## Stated problem A
Pull out every line of the entries below that contains the string "thin", treating uppercase and lowercase as different.

## Quoted passage

Things we like: Future's digital success, BT Sport's debut and Bartoil joining Eurosport
Things we like this week include three-time consumer digital publisher of the year, Future, and its success in digital revenue making, BT Sport and Marion Bartoil's new job at Eurosport.
Future, named consumer digital publisher of the year three times in a row by the Association of Online Publishers, continues to set the pace, with Total Film proving it is possible to generate new revenues from digital sales. Total Film’s digital sales were up more than 50 per cent year on year to average 12,280 in the first six months of 2013, according to the ABC.
BT Sport’s debut
BT Sport got its Premier League football coverage off to a solid start last weekend with Stoke City’s trip to Liverpool. The new sports broadcaster said it was "pleased" after attracting a peak audience of 764,000 – roughly the same number of viewers who tuned into ESPN’s first game last season. However, BT Sport noted that the Barb figures do not capture "hundreds of thousands" of mobile viewers. Sky, meanwhile, remained bullish after its first match attracted a peak audience of 3.1 million. The battle will be long and hard-fought.

## Stated problem B
Translate this sentence from the media news item above into Spanish: "The battle will be long and hard-fought."

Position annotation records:
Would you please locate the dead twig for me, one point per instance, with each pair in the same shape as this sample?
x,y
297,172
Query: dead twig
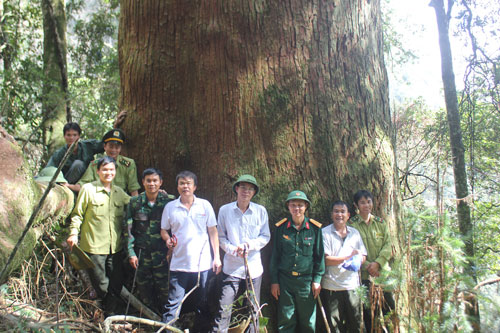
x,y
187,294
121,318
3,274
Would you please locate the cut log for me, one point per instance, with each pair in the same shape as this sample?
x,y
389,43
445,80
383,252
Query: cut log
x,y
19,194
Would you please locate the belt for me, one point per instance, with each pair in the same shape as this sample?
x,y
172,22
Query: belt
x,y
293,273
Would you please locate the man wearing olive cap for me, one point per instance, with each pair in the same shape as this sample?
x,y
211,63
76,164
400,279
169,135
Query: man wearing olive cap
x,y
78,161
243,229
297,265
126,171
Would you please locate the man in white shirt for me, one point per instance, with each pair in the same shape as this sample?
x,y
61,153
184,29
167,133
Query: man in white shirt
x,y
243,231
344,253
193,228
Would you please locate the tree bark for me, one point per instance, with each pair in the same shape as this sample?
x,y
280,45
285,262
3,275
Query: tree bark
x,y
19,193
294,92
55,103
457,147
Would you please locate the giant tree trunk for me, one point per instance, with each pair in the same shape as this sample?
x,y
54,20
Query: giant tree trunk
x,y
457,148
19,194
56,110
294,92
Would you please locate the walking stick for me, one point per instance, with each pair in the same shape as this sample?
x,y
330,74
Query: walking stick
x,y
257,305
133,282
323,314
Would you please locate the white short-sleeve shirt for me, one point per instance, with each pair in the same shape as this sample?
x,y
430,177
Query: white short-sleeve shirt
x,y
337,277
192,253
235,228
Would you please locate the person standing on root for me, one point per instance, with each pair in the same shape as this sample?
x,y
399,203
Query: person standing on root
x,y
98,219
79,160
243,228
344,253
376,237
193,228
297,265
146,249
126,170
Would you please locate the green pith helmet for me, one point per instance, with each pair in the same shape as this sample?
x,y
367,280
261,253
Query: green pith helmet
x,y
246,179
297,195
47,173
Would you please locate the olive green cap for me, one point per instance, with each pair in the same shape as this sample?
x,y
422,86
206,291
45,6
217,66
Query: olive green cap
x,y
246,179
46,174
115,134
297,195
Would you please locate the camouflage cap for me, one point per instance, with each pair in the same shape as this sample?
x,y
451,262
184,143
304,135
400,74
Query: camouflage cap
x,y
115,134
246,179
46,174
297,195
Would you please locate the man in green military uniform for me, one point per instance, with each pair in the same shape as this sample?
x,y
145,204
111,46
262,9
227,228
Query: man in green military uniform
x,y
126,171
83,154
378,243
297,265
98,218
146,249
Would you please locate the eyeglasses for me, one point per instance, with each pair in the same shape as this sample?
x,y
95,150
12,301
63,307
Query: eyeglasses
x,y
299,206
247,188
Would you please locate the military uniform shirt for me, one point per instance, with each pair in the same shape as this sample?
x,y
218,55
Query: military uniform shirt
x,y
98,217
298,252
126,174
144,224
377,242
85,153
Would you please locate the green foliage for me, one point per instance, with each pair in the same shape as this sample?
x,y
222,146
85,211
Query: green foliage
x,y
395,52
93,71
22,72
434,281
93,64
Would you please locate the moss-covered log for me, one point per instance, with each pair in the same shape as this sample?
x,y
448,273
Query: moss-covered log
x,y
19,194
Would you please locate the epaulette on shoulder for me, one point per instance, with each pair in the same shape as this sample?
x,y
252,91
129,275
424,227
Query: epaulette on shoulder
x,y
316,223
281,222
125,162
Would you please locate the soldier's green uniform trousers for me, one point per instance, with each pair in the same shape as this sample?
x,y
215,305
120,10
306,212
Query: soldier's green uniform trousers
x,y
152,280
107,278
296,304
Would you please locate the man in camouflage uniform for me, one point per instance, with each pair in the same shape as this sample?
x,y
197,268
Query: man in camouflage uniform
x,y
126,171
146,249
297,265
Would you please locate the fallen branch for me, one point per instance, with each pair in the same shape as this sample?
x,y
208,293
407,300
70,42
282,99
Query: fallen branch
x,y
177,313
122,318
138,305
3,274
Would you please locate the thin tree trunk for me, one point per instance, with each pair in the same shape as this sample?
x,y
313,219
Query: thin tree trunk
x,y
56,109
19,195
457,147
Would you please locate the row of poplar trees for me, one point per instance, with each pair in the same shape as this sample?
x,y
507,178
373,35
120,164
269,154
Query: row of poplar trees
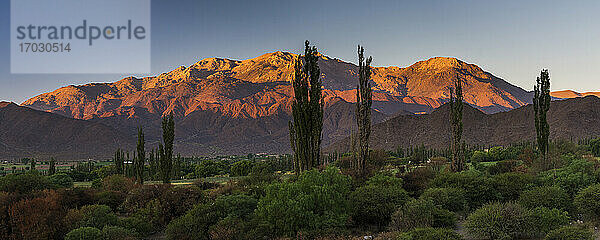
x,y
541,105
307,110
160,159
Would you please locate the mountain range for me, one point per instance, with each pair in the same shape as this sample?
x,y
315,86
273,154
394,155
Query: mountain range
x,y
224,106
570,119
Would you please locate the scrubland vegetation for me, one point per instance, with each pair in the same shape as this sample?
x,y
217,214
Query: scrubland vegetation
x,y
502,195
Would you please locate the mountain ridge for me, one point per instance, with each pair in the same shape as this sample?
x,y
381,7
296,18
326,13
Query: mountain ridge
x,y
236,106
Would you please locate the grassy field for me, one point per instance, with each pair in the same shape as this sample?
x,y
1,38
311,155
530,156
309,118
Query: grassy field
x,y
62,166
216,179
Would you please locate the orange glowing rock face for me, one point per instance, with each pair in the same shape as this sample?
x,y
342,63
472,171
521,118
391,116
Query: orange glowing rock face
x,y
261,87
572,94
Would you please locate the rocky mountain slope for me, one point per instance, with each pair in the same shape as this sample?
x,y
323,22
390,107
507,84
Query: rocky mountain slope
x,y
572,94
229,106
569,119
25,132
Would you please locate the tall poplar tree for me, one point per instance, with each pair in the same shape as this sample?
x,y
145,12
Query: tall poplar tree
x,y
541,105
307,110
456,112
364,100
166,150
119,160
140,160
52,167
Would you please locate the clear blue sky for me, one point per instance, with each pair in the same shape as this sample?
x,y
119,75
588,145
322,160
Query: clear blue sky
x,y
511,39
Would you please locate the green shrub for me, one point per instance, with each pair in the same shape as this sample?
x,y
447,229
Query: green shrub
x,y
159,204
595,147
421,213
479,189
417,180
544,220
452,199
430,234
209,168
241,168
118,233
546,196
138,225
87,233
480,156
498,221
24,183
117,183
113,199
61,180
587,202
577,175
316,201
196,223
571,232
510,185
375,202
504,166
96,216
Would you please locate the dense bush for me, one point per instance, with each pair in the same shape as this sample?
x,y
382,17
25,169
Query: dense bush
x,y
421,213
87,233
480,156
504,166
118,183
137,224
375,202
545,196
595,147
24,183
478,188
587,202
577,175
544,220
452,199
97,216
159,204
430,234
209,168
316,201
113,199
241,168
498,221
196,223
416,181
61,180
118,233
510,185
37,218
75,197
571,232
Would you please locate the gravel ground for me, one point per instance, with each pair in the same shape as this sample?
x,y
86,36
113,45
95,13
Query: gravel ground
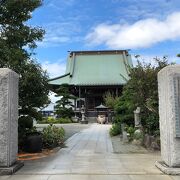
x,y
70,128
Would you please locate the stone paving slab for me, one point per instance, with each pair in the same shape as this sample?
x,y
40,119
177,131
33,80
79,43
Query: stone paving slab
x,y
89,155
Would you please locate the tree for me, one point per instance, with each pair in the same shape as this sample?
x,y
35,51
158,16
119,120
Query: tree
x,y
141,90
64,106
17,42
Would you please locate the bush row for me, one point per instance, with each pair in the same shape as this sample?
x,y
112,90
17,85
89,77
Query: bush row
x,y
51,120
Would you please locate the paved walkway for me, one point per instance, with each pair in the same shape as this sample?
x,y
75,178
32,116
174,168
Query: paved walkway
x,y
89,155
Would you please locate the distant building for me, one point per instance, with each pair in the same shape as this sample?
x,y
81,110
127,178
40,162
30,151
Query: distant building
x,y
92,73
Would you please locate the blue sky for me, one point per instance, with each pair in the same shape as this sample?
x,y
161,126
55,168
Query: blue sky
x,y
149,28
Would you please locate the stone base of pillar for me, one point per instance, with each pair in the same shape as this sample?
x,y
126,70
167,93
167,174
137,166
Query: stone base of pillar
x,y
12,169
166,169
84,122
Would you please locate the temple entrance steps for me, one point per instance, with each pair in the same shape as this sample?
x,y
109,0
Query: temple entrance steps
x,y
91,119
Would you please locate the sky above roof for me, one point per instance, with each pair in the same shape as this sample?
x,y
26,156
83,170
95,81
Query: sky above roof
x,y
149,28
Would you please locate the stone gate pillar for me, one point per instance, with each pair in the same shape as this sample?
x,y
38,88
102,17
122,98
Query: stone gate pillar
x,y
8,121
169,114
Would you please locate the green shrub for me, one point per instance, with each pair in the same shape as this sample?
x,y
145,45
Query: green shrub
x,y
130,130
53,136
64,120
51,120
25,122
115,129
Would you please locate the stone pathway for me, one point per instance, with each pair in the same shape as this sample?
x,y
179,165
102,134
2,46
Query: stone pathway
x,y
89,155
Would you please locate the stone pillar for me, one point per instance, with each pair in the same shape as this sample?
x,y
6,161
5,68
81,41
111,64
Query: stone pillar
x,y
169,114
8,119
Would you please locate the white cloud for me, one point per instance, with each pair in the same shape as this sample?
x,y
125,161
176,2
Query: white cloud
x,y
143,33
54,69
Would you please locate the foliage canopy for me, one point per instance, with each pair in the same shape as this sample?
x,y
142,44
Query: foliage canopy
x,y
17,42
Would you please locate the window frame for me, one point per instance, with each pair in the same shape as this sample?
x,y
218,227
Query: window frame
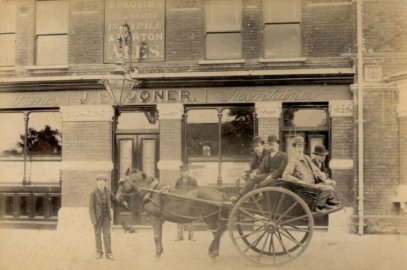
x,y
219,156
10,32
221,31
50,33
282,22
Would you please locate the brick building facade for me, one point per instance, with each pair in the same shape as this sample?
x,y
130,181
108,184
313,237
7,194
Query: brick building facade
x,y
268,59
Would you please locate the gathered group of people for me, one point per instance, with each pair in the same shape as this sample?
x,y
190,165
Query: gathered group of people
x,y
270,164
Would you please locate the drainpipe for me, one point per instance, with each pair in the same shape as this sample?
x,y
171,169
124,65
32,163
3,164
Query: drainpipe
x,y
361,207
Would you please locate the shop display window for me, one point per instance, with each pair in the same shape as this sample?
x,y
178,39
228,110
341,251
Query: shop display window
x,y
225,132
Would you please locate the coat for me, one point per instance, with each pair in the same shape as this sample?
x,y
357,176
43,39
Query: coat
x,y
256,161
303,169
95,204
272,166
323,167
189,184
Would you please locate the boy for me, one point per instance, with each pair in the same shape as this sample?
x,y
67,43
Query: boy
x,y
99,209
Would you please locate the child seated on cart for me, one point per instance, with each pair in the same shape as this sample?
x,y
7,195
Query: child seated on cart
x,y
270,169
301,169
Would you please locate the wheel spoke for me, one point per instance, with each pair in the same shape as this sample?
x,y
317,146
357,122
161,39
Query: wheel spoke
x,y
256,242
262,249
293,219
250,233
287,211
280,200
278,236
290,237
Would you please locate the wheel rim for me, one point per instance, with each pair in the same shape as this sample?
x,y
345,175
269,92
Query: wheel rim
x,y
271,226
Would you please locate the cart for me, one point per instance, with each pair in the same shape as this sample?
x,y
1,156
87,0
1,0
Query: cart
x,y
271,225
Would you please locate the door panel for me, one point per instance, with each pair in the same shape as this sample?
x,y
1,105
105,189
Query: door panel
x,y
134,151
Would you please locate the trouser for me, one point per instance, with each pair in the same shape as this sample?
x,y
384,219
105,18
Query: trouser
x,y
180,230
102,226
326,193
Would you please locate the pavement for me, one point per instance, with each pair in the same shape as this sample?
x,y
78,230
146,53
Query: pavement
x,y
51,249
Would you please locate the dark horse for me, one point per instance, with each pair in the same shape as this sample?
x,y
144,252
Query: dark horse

* * *

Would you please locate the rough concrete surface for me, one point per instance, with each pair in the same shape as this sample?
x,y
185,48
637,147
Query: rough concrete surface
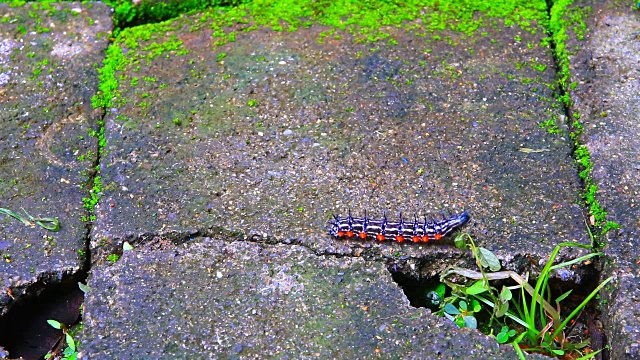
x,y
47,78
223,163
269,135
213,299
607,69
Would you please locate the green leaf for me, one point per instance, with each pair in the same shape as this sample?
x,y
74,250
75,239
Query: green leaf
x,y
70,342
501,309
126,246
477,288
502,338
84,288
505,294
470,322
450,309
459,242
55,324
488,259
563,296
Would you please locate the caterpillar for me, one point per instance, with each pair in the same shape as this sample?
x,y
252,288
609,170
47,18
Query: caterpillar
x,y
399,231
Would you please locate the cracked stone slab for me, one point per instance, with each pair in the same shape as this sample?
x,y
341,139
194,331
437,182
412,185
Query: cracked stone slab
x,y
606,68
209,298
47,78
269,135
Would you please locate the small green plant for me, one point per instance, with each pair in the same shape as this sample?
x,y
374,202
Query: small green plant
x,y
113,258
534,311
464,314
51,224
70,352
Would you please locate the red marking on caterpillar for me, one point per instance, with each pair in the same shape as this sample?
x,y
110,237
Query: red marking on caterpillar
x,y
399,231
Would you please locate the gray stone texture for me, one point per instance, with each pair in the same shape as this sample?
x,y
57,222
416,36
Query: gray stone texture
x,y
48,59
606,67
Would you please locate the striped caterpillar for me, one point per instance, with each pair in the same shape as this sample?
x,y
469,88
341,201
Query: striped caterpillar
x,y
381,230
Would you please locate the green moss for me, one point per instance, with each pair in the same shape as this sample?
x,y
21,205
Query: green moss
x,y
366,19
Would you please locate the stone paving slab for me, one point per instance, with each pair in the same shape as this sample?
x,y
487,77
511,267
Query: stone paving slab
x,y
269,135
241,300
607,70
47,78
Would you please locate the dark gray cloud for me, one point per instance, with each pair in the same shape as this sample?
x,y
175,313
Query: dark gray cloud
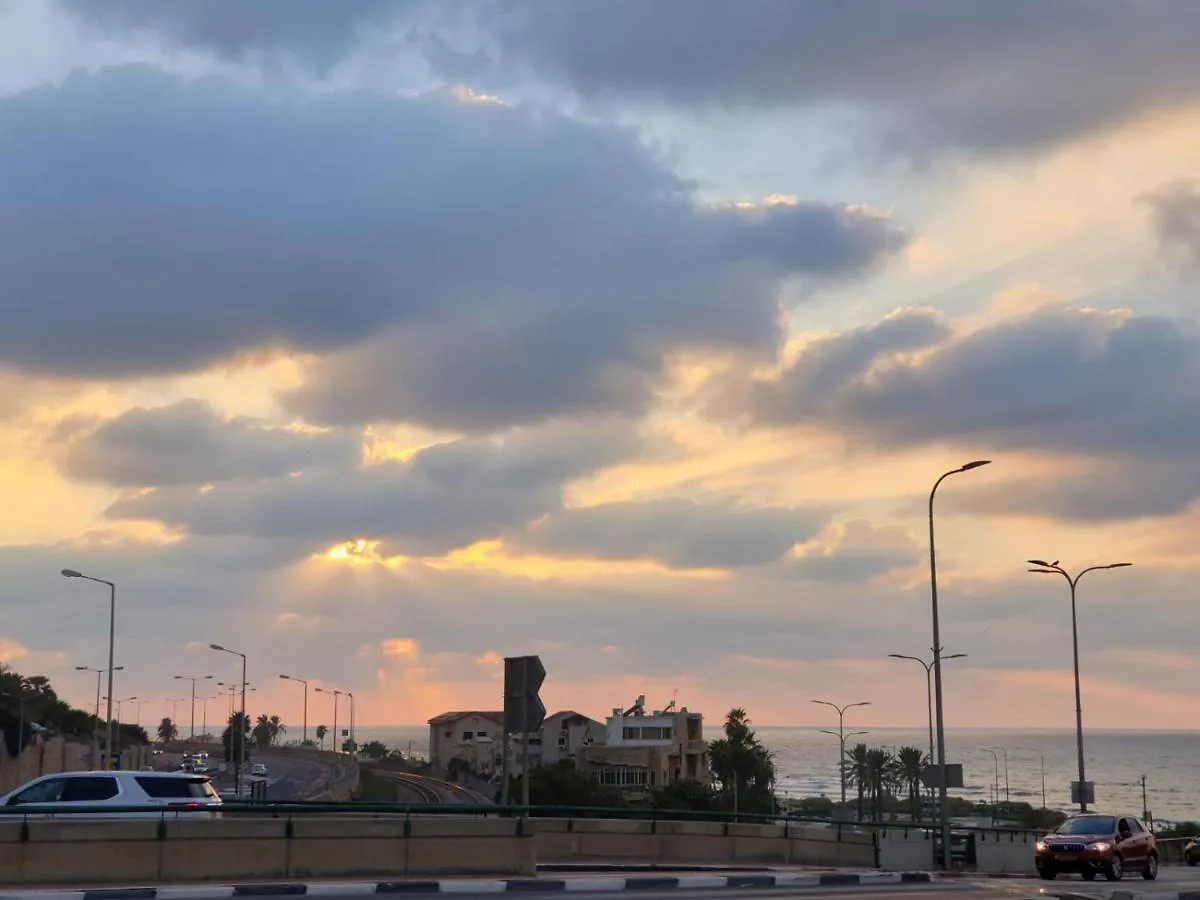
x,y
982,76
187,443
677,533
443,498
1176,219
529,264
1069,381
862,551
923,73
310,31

## Correct answer A
Would you please locate the thin tree trunk for me, one point per instance, with each pair in the same shape as this sample?
Query: thin tree trunk

## Correct answer B
La batalla será larga y reñida.